# START OF Material shown
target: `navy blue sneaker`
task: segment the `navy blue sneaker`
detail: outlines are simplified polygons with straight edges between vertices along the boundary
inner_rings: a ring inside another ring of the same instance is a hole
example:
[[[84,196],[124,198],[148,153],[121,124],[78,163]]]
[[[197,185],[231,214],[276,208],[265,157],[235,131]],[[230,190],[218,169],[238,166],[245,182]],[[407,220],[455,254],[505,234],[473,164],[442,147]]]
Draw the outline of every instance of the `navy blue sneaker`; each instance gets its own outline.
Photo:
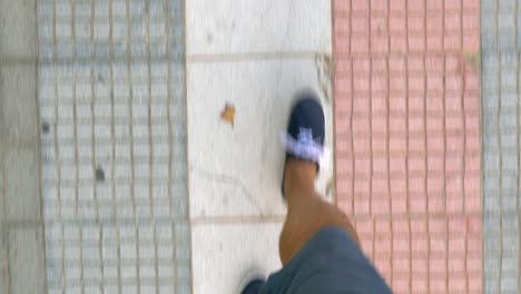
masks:
[[[325,118],[320,98],[313,90],[303,90],[296,95],[295,104],[289,115],[287,134],[282,136],[286,148],[286,163],[289,158],[313,161],[320,170],[324,154]],[[284,169],[286,165],[284,165]],[[284,170],[285,174],[285,170]],[[284,179],[282,194],[284,195]]]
# END OF Material shown
Given exercise —
Rewrite the items above with "navy blue sneaker" changed to "dark blue running shoe" everywhere and nothing else altered. Leave the pictures out of your answer.

Written solution —
target: `dark blue running shoe`
task: segment the `dark blue running shoe`
detail: outlines are simplified polygons with straight edges between vertices along the boundary
inner_rings: a ring inside another ring of the same instance is a hole
example:
[[[84,196],[124,198],[148,153],[121,124],[78,163]]]
[[[197,185],[231,214],[276,208],[265,157],[235,131]],[[230,190],[218,169],[238,166],[245,182]],[[407,220],[455,254],[505,234],[473,164],[442,147]]]
Draw the outline of every instance of the `dark blue running shoe`; each instance gets its own outline.
Photo:
masks:
[[[325,118],[320,98],[313,90],[303,90],[296,95],[295,104],[289,115],[287,134],[282,136],[286,148],[286,163],[289,158],[313,161],[320,170],[324,154]],[[284,169],[286,165],[284,165]],[[284,170],[285,174],[285,170]],[[284,179],[282,194],[284,195]]]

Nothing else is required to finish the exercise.